Do this: Copy the whole listing below word for word, line by line. Leave out the pictures.

Source material:
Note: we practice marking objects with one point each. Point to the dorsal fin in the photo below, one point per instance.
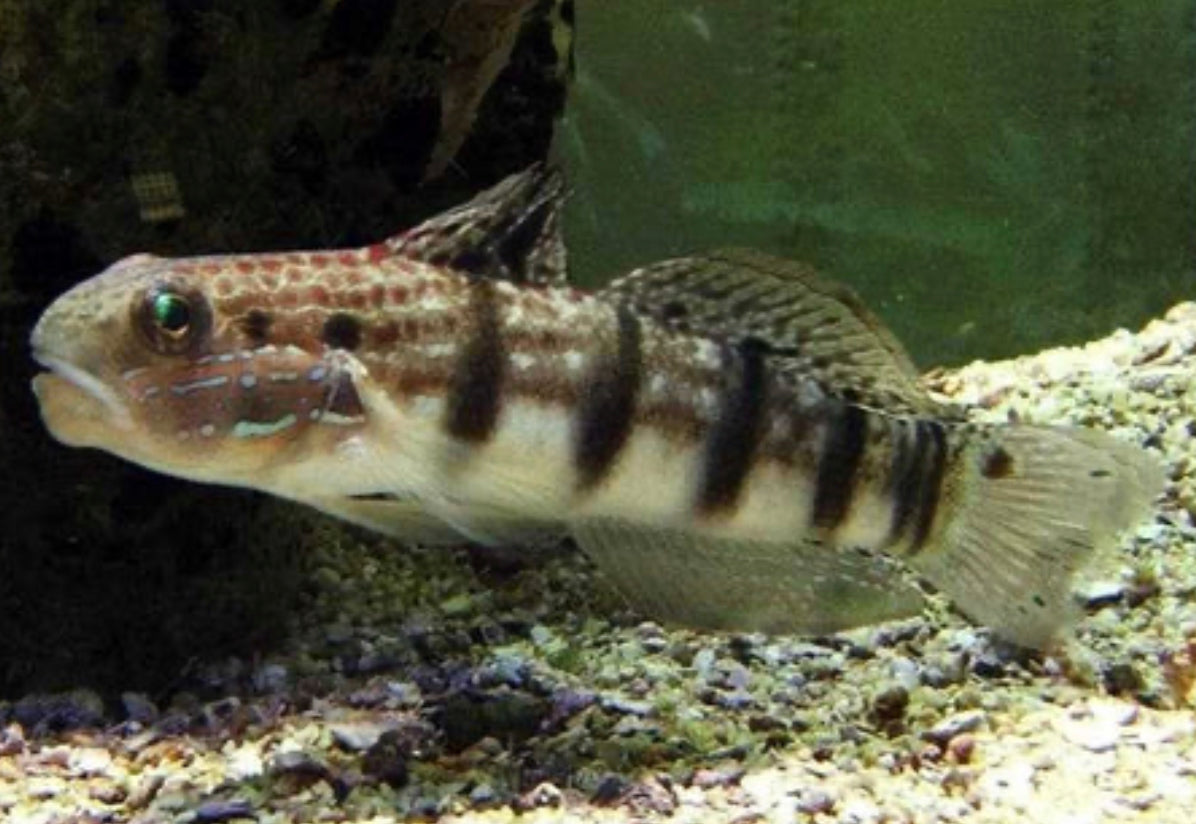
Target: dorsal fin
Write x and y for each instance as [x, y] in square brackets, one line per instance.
[811, 328]
[510, 231]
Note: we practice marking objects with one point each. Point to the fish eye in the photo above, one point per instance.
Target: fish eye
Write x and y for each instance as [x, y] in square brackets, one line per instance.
[171, 313]
[174, 319]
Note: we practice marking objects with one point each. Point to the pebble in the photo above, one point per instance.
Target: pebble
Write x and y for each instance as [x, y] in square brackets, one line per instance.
[815, 800]
[1103, 593]
[955, 725]
[89, 761]
[245, 763]
[360, 736]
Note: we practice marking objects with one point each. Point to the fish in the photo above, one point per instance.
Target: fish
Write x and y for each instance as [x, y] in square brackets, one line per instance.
[737, 443]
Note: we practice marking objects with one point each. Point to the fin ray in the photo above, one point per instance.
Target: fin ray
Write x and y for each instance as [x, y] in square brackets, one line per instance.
[813, 329]
[510, 231]
[1030, 507]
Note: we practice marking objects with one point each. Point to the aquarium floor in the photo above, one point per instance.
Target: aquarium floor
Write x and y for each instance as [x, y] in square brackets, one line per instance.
[525, 694]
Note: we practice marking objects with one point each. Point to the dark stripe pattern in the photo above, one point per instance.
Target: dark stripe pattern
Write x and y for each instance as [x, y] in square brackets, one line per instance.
[608, 406]
[915, 477]
[732, 441]
[933, 468]
[475, 390]
[847, 428]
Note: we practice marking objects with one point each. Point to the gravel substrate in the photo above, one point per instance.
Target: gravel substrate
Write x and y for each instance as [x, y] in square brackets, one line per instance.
[421, 684]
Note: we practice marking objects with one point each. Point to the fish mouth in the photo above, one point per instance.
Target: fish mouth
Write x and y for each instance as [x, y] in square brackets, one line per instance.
[75, 403]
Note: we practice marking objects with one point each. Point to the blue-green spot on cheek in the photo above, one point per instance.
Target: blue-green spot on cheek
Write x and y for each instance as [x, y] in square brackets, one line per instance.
[263, 428]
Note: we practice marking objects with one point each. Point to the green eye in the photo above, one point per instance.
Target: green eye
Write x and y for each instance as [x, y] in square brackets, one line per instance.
[174, 318]
[171, 313]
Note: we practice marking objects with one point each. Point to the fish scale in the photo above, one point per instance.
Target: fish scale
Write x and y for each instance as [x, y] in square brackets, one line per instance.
[734, 441]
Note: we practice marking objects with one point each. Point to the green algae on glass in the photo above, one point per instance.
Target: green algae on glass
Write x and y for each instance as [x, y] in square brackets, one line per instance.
[992, 177]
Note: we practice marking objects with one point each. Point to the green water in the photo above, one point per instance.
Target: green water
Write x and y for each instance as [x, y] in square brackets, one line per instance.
[992, 176]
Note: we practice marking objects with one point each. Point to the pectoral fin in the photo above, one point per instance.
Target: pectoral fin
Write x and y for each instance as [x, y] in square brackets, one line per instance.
[746, 585]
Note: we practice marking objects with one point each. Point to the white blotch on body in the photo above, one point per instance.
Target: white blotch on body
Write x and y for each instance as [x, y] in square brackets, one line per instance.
[263, 428]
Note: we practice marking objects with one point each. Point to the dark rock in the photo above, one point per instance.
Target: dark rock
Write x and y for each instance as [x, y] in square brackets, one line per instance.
[988, 665]
[59, 712]
[890, 703]
[386, 761]
[610, 788]
[504, 714]
[484, 795]
[213, 812]
[298, 763]
[138, 707]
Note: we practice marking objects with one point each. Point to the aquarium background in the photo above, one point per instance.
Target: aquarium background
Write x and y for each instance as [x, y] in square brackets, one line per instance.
[993, 177]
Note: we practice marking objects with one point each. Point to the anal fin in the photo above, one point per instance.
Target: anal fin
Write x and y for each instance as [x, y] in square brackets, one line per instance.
[402, 518]
[714, 583]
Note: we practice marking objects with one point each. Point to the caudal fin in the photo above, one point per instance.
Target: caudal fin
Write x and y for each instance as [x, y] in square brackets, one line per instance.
[1024, 510]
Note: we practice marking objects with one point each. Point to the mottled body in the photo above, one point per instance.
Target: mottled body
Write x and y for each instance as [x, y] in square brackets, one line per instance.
[447, 384]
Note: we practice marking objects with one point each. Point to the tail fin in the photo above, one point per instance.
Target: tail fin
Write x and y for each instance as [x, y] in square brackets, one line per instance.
[1024, 510]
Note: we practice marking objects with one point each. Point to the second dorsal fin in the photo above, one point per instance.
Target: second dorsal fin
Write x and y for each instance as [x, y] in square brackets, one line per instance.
[510, 231]
[813, 328]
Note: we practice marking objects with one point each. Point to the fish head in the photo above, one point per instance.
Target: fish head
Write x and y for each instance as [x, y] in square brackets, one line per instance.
[146, 361]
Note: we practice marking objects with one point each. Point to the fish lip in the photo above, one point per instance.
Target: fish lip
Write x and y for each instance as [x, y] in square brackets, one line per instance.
[87, 383]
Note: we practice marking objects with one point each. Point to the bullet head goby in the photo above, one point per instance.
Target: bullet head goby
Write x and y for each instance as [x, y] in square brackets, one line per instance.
[733, 440]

Task solution:
Note: we practice marking objects with one point each. Point to the dorsal fin in the photo below, one point per instance.
Target: dorsal fin
Write x and y for each instance as [x, y] in square brackets, one line per instance.
[811, 328]
[510, 231]
Note: we practice marking objects with one point each. Point to the fish eye in the photo above, one point per instance.
Target: fish eye
Write x and y for each instance as [x, y] in square brackets, one line per instance.
[171, 313]
[174, 319]
Note: we practice marking objects with one point each. Point to the pebble in the photo above, one point per instance.
Target: pebble
Write x and y for each instance as [x, y] in square brackets, one line per instance.
[815, 800]
[1103, 593]
[955, 725]
[89, 761]
[245, 763]
[360, 736]
Note: we practice marking objects with one point each. Point to the fish in the photo above, one point per instance.
Target: fish
Write x and y for each instance as [x, y] in square brackets, one line per instance.
[737, 443]
Note: we practice marking objects with one point each. Point to the fin ray in the photo above, one point per instance.
Target: fin ray
Write x and y for each instance as [x, y] in square brackets, one line per instance.
[813, 329]
[510, 231]
[1030, 507]
Note: we practice marking objects with one point each. Point to the aquarium floor in the photo above, one point per instance.
Target: aquarium floor
Write x and y for each instance as [x, y] in square brackets, one line per instance.
[525, 694]
Note: we practice marking objects with one point each. Point to the dark stripe pattern in the photo above, one point per instance.
Target: dark stripe pattern
Write x and y for each instance as [x, y] in square brackets, one line per instance.
[608, 406]
[915, 477]
[732, 441]
[933, 468]
[475, 390]
[847, 428]
Note: we practice marking objects with one point each. Point to the gravel substrate in the photo above, one point per instance.
Target: gravel substrate
Write x and y for each instance as [x, y] in square brackets, one line per instance.
[421, 684]
Note: we practice marking objects with one point each. Point to the fish mouth in the photo above, one point per instance.
Target: fish mouth
Write x and y for each instance as [x, y] in square brackets, one line per instance.
[75, 403]
Note: we practice marking objects with one point each. Point to the blue-green spot on cheek in the photo above, one point per instance.
Target: blue-green spot on cheek
Write x and y for each instance as [x, y] in square brackets, one line per instance.
[263, 428]
Note: we practice marking objects with one point each. Point to the green eye in the photo above, one point per instance.
Target: green eye
Write x and y for each instance as [x, y] in square brackets, one line per instance.
[174, 318]
[171, 313]
Note: we practice marking objects with one point each. Point to the fish scale in the photo above, one point per instance.
Target: fish scale
Write x and y for each instance as [x, y] in square brackets, one line per instance.
[734, 441]
Note: we practice marking objects with one point each. Point to the green algae on glass in the photo above, one point per instance.
Target: green algae on glass
Write x and y for each instance as [x, y] in square brackets, one line per instance.
[992, 177]
Note: we practice marking objects with one point each. Point to the green water in the photo above, one point per instance.
Target: green water
Write x and y for each instance as [x, y] in square brackets, one line per instance.
[992, 176]
Note: we practice marking objects with one point each. Point to the pectoral fin in the photo above, one point per instance.
Target: pectoral fin
Write x and y for each instance as [x, y] in square brackets, one line per instance.
[746, 585]
Note: we practice marking objects with one point each. Point to the white blotch on body in the photo above, one point per instance.
Target: white blotch on body
Write x and y for each instance as [x, y] in square brackets, one line per instance.
[263, 428]
Note: we practice marking objects with one point each. Point to the dark rock in the photo above, one point per instance.
Target: dark rock
Write x and y for each instance as [x, y] in square brackets, one line per instance.
[988, 665]
[59, 712]
[890, 703]
[386, 761]
[610, 788]
[504, 714]
[484, 795]
[213, 812]
[298, 763]
[138, 707]
Note: we practice marking objects with one point each. Point to the aquarium background in the photo above, one point per instance.
Target: aquarium background
Write x and y for each instance as [x, y] in square brackets, one line per instance.
[993, 177]
Note: we practice marking objects with one point each. Point to the anal fin in the photo above, one point per instance.
Target: anal fin
Write x and y for each instance as [x, y] in square brackets, one line per instance.
[402, 518]
[714, 583]
Note: we practice marking objects with one point each. Point to the caudal fin in the photo above, one point per instance.
Target: caudal fin
Write x and y for each instance as [x, y] in square brackets, one line per instance.
[1024, 510]
Note: we practice marking objects with one point each. Point to the mottled body in the photo above, one point per instance.
Target: mottled body
Write x and y for each instance as [x, y] in square brackets, one line per instance.
[447, 384]
Note: we practice marking objects with one point each. Point to the tail fin in the photo above, one point per instance.
Target: tail fin
Write x and y for each instance as [x, y] in square brackets, one line per instance.
[1024, 510]
Note: we practice marking objects with one point each. Point to the second dorsal fin in the photo above, one point per instance.
Target: second dorsal fin
Write x and y for each instance as [x, y] in square brackets, one line per instance.
[510, 231]
[813, 328]
Note: we practice marking objects with one point each. Point to the fish head in the photo above, one point per instance.
Target: fish head
Write x and y for each instance as [x, y] in square brackets, one line per instance.
[146, 361]
Note: we practice marking objects with one point each. Point to the fish lip in the photo above, one point per instance.
Target: fish lip
Write x and y for each instance as [x, y] in square brackets, one line per instance.
[87, 383]
Note: we practice marking objects with one point each. Point to the bullet head goby in the photo above, one point per instance.
Target: bullet head goby
Write x and y for each instance as [x, y] in square brackets, one line per instance.
[733, 440]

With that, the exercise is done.